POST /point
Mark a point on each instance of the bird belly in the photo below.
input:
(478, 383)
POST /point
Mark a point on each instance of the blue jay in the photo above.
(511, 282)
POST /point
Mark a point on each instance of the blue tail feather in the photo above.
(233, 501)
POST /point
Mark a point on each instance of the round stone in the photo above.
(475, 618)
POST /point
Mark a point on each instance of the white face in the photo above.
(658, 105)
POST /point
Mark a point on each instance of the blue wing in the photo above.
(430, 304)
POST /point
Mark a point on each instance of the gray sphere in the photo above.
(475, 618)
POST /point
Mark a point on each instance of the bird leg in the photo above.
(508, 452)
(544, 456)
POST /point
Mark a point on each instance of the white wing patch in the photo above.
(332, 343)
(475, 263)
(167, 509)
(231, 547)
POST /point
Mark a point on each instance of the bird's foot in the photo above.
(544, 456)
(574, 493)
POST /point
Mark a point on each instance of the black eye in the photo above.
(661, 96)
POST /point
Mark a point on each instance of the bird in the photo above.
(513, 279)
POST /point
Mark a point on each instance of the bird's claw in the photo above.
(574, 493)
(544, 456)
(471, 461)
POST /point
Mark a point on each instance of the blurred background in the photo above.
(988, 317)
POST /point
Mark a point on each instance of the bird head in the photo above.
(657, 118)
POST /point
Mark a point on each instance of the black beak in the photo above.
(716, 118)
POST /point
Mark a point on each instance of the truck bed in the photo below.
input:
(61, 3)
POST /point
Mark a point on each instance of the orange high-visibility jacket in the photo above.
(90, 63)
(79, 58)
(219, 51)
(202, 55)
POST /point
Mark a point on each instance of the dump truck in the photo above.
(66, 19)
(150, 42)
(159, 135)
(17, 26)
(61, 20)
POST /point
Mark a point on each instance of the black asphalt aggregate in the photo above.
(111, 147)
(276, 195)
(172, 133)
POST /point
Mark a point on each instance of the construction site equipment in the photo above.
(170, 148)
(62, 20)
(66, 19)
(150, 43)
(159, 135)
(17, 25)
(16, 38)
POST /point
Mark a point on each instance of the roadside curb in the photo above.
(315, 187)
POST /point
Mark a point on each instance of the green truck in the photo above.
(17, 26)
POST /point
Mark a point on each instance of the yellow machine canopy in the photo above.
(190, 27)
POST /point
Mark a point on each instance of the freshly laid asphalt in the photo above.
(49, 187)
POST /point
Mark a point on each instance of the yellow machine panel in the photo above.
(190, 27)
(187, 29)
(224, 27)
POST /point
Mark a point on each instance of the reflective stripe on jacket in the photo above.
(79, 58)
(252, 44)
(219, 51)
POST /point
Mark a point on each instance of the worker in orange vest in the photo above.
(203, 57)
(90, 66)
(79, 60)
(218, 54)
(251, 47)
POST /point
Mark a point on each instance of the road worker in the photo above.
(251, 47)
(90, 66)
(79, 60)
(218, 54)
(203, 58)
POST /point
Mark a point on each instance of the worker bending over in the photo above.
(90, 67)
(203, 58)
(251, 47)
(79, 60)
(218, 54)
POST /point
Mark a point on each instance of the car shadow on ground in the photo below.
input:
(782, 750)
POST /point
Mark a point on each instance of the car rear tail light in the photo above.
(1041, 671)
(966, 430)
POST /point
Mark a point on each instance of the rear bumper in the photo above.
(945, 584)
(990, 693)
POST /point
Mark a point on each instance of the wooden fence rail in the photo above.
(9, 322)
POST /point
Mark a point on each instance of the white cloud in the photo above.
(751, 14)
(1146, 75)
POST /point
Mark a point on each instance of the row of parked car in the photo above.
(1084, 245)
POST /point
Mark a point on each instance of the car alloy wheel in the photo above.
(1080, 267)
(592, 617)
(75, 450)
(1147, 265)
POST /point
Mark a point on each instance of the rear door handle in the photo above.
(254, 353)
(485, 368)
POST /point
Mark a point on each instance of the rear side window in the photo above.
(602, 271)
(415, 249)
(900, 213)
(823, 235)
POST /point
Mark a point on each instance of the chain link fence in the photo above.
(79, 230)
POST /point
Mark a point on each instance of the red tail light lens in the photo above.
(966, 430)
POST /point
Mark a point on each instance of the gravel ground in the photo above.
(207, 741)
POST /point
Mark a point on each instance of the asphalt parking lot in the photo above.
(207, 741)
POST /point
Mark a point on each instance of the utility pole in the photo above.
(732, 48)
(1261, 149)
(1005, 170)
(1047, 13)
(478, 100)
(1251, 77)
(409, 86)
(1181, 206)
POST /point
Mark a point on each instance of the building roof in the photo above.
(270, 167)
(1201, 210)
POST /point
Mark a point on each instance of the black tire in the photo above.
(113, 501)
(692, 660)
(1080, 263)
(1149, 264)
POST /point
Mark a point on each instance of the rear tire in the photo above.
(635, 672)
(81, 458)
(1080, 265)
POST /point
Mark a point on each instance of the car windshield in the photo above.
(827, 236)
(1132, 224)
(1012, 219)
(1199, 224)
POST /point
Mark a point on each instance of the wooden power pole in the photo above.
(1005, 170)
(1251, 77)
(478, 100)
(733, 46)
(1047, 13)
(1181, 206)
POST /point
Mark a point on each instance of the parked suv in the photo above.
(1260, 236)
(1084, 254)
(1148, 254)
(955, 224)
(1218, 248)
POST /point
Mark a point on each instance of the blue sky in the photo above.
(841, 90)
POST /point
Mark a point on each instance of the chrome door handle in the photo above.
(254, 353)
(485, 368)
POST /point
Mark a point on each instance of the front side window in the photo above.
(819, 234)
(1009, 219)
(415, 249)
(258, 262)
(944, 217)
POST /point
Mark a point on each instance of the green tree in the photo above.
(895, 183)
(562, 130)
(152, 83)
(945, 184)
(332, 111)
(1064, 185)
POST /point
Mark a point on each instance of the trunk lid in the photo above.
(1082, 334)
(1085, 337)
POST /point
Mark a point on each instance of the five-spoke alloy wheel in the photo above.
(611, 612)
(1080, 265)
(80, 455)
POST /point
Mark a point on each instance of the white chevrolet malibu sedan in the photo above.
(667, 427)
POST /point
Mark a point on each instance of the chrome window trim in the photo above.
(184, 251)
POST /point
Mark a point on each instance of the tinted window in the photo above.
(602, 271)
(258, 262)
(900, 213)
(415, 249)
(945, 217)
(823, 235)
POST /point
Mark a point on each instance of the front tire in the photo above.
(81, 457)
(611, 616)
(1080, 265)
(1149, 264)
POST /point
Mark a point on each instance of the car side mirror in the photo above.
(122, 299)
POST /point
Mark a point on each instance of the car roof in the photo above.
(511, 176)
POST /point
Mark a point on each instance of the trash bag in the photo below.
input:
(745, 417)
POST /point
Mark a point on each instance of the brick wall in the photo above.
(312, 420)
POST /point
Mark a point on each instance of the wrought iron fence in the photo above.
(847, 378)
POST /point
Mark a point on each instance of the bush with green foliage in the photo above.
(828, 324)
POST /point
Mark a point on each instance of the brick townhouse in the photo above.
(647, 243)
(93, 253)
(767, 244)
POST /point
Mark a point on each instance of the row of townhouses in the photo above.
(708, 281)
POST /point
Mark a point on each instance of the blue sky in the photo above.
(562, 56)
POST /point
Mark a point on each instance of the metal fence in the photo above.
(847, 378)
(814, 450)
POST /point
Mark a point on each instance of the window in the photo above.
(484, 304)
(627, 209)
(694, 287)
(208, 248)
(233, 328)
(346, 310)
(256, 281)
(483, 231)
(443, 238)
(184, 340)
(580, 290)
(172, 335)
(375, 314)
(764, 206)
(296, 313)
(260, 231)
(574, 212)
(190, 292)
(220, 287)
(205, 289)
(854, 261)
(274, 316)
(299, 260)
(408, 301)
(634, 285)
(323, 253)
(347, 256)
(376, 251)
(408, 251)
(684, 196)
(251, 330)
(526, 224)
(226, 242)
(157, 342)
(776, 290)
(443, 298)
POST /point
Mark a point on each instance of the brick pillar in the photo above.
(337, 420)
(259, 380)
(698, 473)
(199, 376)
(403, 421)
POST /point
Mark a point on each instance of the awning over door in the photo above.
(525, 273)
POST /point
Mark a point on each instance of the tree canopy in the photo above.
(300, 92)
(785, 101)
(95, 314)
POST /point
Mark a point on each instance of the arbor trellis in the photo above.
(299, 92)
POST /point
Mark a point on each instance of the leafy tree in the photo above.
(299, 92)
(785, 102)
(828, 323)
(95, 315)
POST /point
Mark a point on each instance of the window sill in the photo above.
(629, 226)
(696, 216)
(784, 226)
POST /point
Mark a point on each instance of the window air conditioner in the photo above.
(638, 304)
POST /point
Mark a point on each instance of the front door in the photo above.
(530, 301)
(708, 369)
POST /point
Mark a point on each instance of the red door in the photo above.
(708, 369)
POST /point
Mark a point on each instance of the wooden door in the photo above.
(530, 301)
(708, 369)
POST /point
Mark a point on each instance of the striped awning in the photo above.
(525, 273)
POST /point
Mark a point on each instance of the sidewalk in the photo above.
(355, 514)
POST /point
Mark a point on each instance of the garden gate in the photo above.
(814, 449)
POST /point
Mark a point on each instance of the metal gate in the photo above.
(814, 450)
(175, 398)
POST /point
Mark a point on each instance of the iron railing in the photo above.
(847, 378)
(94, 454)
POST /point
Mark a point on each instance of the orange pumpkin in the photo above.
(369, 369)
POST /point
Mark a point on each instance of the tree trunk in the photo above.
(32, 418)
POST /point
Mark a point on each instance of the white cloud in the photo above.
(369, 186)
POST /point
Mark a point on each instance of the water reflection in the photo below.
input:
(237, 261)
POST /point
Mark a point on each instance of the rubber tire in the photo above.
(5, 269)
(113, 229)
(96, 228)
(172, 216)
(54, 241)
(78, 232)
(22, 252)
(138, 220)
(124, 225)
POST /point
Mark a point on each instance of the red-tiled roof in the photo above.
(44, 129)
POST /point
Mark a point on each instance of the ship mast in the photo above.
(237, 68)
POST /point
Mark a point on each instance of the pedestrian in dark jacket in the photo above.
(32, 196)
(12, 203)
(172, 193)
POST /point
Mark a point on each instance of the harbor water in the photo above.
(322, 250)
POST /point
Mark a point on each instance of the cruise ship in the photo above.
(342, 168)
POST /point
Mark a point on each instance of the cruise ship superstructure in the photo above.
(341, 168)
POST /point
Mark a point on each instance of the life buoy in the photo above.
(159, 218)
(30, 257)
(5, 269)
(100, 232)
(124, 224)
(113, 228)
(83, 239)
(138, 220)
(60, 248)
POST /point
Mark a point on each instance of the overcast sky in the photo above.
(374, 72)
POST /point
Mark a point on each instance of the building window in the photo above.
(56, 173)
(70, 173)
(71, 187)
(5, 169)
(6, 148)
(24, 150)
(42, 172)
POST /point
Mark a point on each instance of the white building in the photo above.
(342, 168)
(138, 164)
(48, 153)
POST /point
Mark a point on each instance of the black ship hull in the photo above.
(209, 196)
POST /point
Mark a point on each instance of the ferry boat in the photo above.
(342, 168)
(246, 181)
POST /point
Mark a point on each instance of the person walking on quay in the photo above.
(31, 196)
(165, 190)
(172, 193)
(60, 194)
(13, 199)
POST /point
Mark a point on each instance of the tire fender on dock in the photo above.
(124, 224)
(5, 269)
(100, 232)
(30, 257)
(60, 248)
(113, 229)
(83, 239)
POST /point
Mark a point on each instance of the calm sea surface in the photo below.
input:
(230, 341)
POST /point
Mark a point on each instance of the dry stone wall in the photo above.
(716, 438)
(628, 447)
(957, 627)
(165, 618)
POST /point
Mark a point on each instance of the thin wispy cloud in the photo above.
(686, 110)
····················
From the listing above, report in full each line in which the word "awning" appears.

◆ Answer to the task:
Mark a point on each instance of the awning over door in the photo above.
Mark a point on each instance of the striped awning in the photo above.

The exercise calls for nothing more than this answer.